I'm just curious like if you have a sense for that and what the longer term penetration maybe ceiling would look like down the road. Thank you.
Speaker 2
Yes. So just to be clear, we finished the quarter with 16,300,000 up from the 15,400,000.0 last quarter. In general, Brian, we usually talk about the adoption in our customers at about 60%, and that varies whether it's a bank or a credit union, commercial versus retail. And 60% of those account holders use digital banking, have a login ID and a password. The the the variance there is you could have a credit union that has a lot of indirect loans.
Auto loans are done to the dealership. And so those per those people may never convert to regular digital banking users. But in general, we think they're you know, if you look at a Bank of America, Wells, a Chase, they all run-in the mid nineties. So we think there's clearly some room between sixty and ninety, where we can continue to add digital users to the platform. And and, you we have programs that go and drive some of that.
But, you know, I I I we are being cautious, but I do think you're just gonna you're gonna see, user adoption continue to tick up as there's branches that are closed, long lines and drive throughs, banks, call centers pushing people to get statements, check imaging balances, transfers via mobile banking. So I think there's opportunity there. We we just wanna it it's something that we we have to, it's hard to predict. We've gotta just see what's gonna happen with the new round of stimulus checks coming out as they're talking about. That could lead to more growth, but, we we have to kinda look at that in arrears.
So, that that's what I'd say on the user side.
Speaker 7
Understood. Thanks, Matt.
Speaker 2
Thanks, Brian. Have a great day.
Speaker 0
Your next question is from Bob Napoli with William Blair. Your line is open.
Speaker 9
Thank you. Good morning, Matt and Jennifer. Question on Q2 BaaS, I guess, and your plans for that business, the fee that you paid to get out of that relationship, obviously, material. So just sounds like you have big plans for that strategy. I was hoping you could give some color on what your plans are and what that means for the economics.
You mentioned higher margins coming out of that business with the change?
Speaker 2
Yes. Just on the StoneCastle partnership, as I mentioned, it was a very good partnership. We both decided that it was probably more productive for us to part ways. As we've talked before, it increases our flexibility, gives our customers more flexibility where they can deposit the money, improves our economics. And also, we picked up the lead gen side of that business.
--------------------
#### Problem set:
- 1) According to Speaker 2 in the call transcript, what share of account holders at their customers typically use digital banking?
- 2) Please copy the call transcript word for word, from "But, you know, I" to "that in arrears.".
--------------------
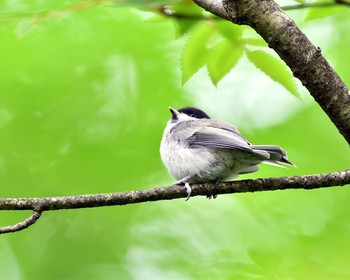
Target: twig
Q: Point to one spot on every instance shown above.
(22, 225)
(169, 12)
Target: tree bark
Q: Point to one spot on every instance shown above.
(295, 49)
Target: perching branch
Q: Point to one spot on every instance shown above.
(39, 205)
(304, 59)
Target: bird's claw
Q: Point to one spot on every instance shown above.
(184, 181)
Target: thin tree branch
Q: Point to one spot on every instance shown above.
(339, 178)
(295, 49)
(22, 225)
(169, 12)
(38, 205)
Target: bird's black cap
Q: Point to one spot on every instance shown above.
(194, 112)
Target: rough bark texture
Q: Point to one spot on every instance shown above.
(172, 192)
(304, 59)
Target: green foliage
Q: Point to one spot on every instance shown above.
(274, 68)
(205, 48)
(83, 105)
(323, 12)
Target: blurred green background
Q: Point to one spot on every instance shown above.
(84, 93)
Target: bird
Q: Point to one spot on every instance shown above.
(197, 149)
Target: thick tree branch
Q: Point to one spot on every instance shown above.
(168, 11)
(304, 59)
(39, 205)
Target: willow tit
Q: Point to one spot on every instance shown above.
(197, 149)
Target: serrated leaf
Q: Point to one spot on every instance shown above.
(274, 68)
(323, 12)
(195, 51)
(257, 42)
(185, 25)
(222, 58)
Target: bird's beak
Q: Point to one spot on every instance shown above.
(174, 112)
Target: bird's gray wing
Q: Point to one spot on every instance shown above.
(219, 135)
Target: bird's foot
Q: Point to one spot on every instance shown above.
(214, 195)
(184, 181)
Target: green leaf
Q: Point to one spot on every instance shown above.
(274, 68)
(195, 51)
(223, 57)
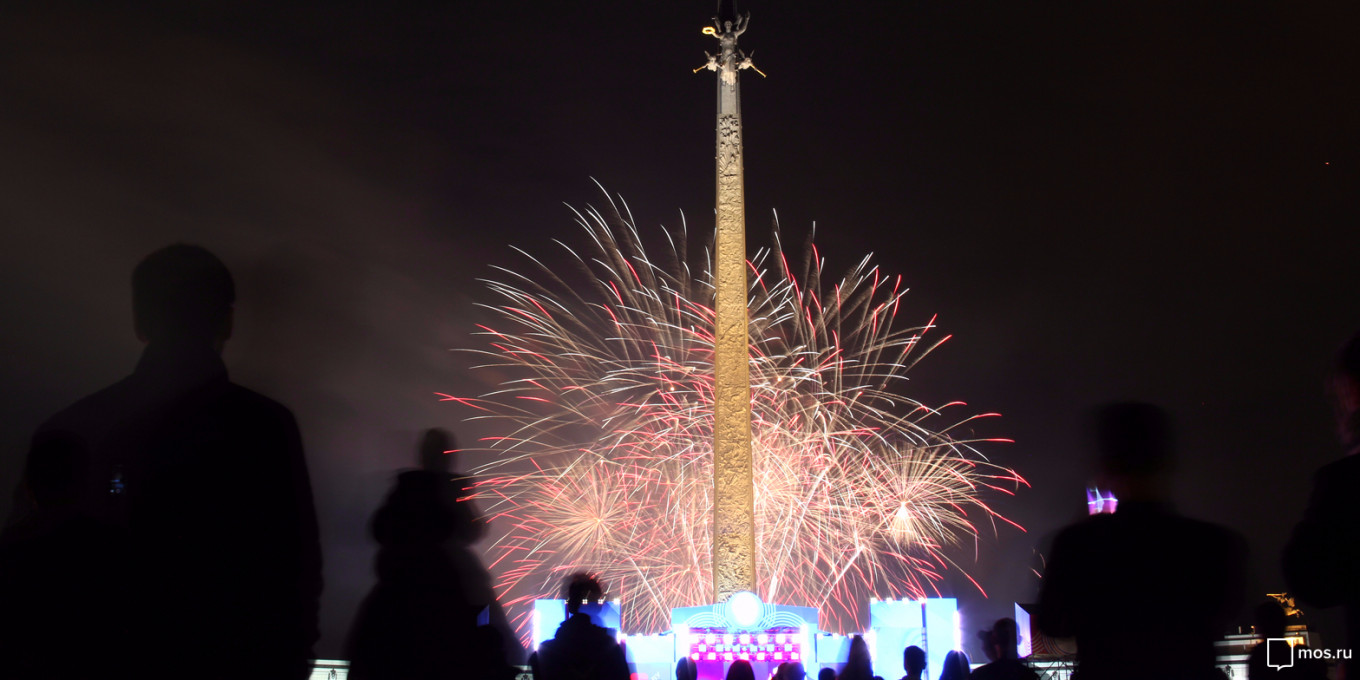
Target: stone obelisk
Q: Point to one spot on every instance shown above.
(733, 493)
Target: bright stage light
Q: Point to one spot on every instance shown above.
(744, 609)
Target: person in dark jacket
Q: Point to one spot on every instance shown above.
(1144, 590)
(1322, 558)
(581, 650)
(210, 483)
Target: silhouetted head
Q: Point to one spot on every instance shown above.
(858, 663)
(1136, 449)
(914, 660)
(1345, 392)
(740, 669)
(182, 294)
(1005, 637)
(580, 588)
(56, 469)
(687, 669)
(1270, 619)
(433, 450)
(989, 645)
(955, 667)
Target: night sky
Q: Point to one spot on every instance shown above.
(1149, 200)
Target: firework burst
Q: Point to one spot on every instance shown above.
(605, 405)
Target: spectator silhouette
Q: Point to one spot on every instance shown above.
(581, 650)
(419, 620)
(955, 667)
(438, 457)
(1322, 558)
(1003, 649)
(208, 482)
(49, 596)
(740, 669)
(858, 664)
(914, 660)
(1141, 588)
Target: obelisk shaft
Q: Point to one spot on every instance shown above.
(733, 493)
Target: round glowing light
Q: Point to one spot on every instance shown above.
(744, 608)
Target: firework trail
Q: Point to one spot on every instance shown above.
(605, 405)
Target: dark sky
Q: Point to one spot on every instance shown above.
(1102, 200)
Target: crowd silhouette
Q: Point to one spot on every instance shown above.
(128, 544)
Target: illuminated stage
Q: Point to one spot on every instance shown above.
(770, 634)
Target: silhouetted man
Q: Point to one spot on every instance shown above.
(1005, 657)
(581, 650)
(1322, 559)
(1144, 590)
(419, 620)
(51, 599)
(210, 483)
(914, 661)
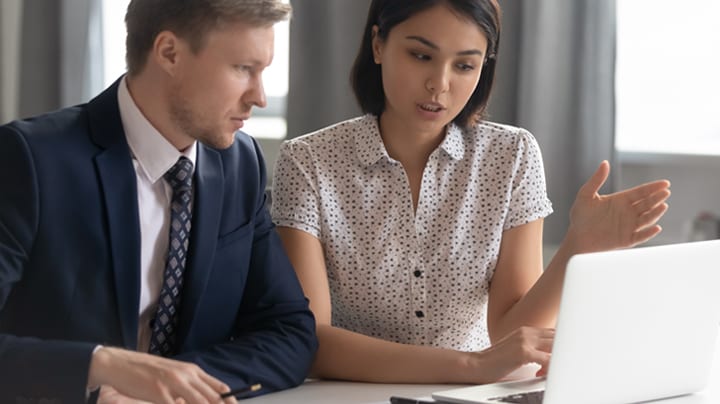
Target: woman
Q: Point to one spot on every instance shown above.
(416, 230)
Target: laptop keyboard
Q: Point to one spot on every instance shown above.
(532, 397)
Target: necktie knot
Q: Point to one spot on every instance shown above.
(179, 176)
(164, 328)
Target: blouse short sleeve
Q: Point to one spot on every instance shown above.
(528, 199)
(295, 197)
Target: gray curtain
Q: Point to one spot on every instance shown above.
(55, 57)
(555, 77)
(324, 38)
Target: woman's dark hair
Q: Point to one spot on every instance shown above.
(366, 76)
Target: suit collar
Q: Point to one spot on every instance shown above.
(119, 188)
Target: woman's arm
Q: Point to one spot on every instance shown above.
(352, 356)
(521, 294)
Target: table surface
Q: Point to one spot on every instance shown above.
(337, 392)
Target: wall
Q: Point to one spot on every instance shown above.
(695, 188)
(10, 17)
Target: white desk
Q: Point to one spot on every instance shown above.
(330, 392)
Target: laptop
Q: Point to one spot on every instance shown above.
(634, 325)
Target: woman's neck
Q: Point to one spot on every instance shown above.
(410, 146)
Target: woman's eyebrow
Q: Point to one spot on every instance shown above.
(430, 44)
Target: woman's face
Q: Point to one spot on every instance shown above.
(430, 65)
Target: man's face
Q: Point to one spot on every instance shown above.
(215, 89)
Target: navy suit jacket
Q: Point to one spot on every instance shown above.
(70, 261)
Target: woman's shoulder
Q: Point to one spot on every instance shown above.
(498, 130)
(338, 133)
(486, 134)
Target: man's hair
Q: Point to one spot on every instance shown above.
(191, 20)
--------------------
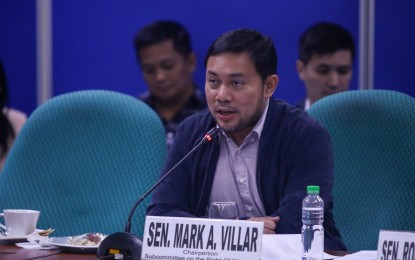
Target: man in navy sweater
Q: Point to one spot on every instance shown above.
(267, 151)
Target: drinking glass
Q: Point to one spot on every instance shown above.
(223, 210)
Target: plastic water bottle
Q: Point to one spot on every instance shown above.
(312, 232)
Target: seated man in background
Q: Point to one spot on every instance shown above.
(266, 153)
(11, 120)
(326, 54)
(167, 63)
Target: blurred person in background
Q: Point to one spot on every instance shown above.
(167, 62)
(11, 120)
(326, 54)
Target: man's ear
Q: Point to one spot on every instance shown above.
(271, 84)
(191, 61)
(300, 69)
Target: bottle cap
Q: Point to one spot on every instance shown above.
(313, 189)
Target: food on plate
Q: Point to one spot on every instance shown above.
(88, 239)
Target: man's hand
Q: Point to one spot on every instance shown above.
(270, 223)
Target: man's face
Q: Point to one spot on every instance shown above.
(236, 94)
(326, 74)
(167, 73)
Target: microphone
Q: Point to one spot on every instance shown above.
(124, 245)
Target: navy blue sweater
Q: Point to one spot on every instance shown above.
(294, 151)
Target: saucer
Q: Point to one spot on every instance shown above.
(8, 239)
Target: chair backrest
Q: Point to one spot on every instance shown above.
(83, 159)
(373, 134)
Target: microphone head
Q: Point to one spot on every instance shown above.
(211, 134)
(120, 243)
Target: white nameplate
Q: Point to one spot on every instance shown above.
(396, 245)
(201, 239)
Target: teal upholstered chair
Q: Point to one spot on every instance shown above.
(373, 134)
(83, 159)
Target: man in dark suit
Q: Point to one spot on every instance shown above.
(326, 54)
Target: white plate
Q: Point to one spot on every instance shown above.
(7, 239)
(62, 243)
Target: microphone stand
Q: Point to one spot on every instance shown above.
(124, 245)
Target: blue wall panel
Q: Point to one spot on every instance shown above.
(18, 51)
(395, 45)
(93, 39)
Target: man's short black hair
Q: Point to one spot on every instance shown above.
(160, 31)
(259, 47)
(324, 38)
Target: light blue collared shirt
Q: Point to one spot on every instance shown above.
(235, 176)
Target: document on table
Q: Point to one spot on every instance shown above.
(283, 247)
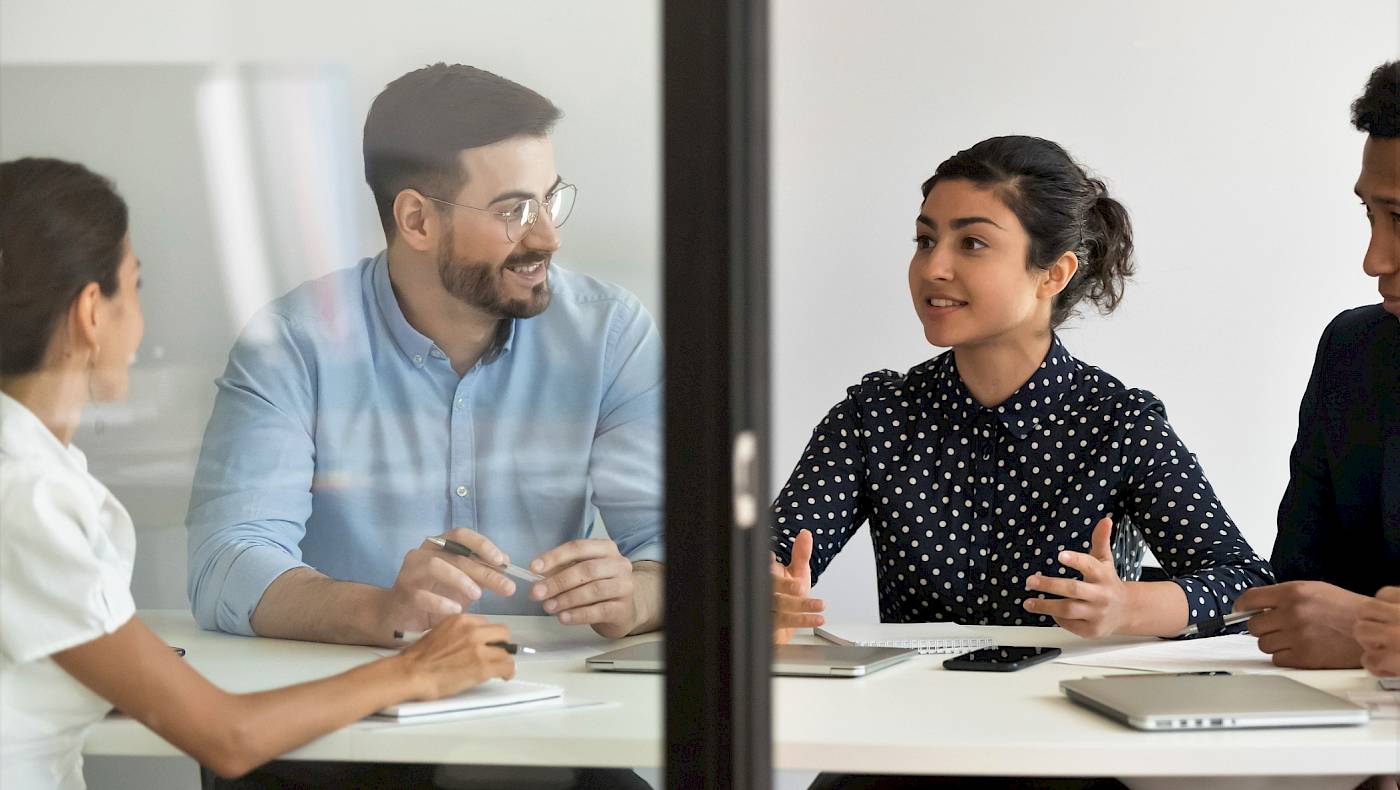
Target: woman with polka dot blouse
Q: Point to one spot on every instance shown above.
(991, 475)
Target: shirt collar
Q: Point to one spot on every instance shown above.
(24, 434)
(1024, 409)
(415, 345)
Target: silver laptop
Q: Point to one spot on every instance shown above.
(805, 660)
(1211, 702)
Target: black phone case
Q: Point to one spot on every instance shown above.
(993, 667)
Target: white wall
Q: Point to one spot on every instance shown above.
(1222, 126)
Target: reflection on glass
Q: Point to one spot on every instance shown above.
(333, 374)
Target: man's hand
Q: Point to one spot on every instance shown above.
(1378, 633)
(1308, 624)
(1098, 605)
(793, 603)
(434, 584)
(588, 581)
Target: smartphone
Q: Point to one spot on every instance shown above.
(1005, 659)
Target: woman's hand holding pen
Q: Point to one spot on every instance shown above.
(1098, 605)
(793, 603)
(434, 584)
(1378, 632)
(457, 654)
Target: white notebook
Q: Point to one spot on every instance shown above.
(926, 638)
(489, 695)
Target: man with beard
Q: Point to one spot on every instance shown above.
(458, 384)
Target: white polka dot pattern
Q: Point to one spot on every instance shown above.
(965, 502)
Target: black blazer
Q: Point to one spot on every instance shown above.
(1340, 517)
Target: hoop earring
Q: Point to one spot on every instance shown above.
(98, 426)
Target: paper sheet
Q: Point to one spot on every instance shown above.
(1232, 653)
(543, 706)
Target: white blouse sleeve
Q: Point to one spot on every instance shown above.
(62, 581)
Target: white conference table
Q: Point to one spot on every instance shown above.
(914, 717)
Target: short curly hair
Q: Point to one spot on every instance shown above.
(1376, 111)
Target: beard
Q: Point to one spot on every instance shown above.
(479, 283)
--------------------
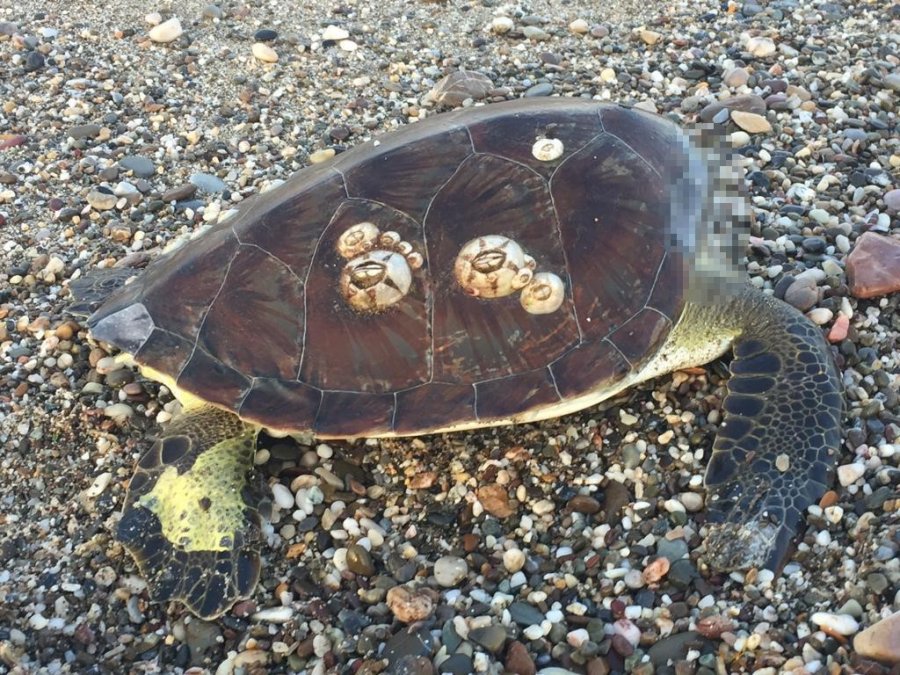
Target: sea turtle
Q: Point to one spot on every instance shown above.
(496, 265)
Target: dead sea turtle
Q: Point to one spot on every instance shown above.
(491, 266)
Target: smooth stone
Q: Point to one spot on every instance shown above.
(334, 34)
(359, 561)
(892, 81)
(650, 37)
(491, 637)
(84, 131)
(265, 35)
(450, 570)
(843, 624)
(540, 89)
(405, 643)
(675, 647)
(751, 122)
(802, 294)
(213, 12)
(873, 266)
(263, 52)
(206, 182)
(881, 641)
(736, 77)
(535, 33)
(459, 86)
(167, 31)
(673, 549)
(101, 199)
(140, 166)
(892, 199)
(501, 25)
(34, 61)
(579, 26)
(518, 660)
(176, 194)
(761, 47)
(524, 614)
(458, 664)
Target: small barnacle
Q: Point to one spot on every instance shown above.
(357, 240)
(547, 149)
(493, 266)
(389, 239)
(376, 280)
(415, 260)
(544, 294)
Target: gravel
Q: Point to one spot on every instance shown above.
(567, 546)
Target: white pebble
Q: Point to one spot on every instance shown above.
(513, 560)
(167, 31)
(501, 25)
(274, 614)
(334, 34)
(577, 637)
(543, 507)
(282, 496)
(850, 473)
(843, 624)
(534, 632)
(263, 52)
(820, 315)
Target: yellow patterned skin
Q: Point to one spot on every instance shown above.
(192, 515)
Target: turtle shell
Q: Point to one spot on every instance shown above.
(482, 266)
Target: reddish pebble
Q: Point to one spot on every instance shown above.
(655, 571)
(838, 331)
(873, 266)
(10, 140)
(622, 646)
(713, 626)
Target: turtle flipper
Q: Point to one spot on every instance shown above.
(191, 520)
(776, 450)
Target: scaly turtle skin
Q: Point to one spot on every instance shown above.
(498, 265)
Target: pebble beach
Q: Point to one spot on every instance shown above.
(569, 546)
--------------------
#### Results in order:
- 1) About 60%.

- 2)
But, you know, I I I we are being cautious, but I do think you're just gonna you're gonna see, user adoption continue to tick up as there's branches that are closed, long lines and drive throughs, banks, call centers pushing people to get statements, check imaging balances, transfers via mobile banking. So I think there's opportunity there. We we just wanna it it's something that we we have to, it's hard to predict. We've gotta just see what's gonna happen with the new round of stimulus checks coming out as they're talking about. That could lead to more growth, but, we we have to kinda look at that in arrears.